-- The data start --

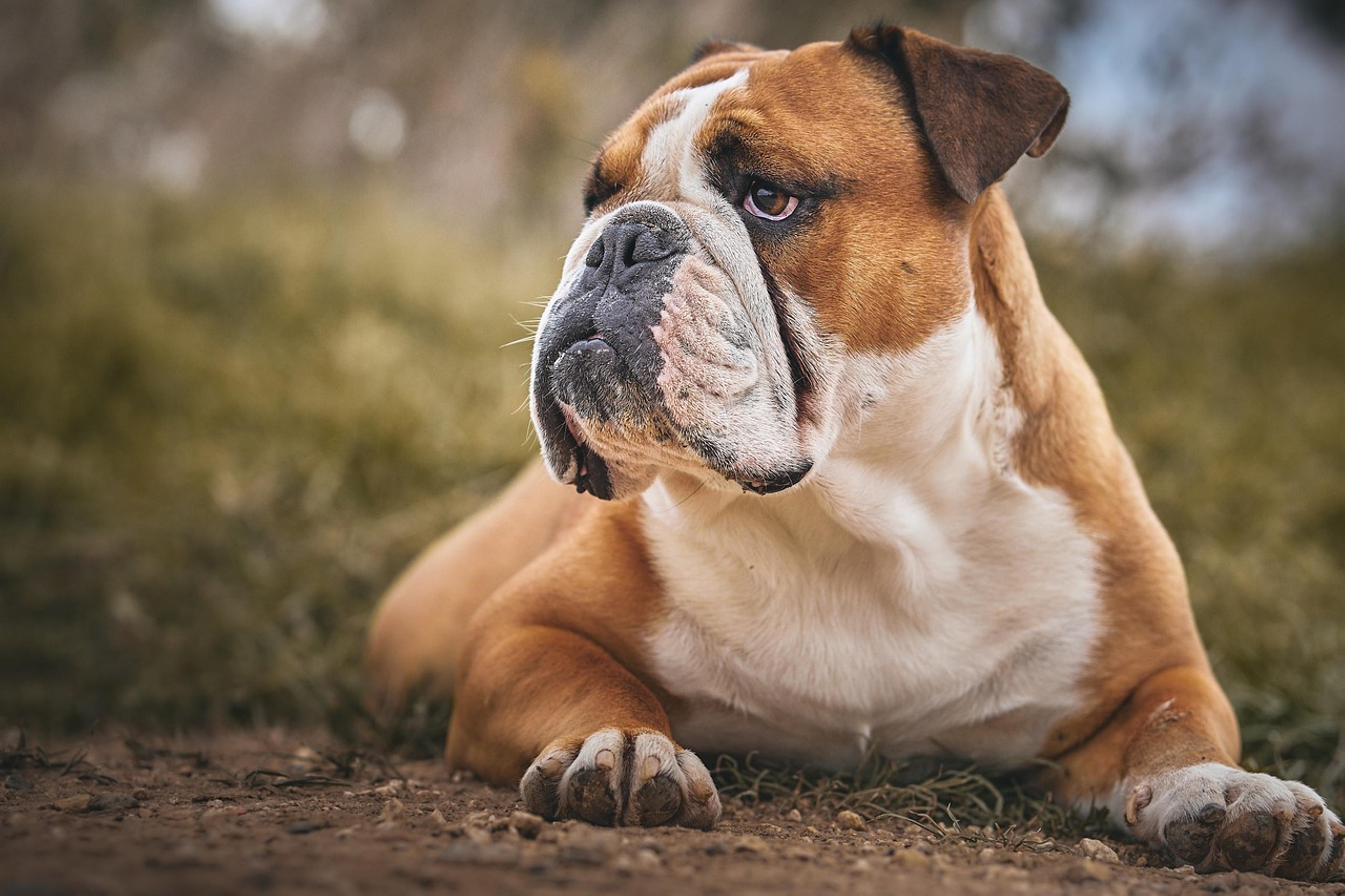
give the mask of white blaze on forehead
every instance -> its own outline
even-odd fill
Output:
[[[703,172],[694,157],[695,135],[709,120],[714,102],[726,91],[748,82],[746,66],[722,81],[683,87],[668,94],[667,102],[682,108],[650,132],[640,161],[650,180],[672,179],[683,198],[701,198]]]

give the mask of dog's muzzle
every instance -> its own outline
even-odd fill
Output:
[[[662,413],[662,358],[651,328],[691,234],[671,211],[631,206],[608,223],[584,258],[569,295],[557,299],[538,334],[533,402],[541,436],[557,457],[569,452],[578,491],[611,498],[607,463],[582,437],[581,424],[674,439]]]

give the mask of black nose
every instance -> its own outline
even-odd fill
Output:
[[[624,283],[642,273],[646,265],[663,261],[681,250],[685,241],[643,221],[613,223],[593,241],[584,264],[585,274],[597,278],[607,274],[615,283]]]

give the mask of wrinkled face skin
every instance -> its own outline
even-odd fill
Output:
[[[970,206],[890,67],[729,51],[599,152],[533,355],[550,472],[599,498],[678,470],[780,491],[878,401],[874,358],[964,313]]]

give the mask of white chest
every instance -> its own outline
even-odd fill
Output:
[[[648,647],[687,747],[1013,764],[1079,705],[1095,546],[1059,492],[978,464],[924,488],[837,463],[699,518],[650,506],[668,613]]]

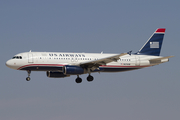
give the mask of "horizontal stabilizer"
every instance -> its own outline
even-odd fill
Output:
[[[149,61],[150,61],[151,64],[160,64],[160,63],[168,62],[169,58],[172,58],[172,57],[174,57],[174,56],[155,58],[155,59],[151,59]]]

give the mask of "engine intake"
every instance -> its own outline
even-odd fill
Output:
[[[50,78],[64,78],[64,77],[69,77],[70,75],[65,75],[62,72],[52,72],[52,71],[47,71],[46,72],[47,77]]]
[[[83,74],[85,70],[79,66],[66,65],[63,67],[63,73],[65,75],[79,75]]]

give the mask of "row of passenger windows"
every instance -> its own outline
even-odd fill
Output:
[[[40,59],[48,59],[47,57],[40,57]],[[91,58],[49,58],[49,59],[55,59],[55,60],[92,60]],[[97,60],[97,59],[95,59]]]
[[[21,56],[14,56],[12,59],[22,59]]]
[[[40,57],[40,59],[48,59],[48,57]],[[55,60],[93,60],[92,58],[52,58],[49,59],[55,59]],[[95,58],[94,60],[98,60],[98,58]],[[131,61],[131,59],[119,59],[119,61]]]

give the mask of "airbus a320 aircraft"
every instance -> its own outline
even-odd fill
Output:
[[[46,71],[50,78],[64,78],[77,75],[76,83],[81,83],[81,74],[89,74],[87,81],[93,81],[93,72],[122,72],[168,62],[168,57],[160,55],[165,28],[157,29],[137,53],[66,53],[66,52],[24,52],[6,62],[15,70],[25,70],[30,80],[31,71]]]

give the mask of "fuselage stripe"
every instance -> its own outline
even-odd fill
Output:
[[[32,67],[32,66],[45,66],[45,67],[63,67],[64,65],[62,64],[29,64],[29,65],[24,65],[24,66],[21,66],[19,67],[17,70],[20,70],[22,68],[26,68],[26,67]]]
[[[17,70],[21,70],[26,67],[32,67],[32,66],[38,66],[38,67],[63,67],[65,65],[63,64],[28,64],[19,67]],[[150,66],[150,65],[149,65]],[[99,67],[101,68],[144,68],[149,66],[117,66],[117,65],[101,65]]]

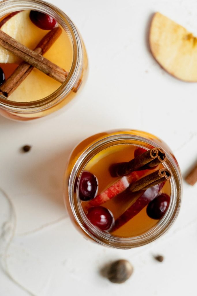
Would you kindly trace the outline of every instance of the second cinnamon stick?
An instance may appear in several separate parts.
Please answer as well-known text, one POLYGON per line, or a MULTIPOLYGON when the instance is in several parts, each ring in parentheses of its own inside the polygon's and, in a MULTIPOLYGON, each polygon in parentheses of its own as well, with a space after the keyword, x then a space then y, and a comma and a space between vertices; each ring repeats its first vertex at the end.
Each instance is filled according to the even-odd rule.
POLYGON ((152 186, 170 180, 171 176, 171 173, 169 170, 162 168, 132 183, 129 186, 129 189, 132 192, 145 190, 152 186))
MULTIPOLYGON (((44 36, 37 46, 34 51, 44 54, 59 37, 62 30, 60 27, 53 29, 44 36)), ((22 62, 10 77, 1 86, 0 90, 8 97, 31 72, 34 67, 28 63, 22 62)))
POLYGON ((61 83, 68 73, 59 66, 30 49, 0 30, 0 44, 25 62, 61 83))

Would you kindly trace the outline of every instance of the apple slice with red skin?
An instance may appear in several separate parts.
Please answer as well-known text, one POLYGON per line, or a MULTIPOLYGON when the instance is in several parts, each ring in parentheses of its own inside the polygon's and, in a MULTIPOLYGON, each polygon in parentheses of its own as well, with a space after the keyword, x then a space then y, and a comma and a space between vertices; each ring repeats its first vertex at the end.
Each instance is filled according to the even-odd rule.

-- The data end --

- **Task objective**
Please reproduce the lines starting at the one containing "with red skin?" and ending at the last line, replacing "apple slice" with "orange slice" and leaving everything else unchanged.

- **Response**
Would you kindly trace the outline of every instance of the orange slice with red skin?
An instance may appear in several separate parts.
Please answer as well-known text, one POLYGON per line, or a MULTIPOLYGON when the instance is in several parts, each ring in parentheses of its own inside the polygon's and, in a MULTIPOLYGON, each polygon in parentheses of its own as well, with a space after the keyword, x then a space then y, and a comma and a space between vertices; each ring repeats its first vertex at the end.
Each instance is filled according to the even-odd rule.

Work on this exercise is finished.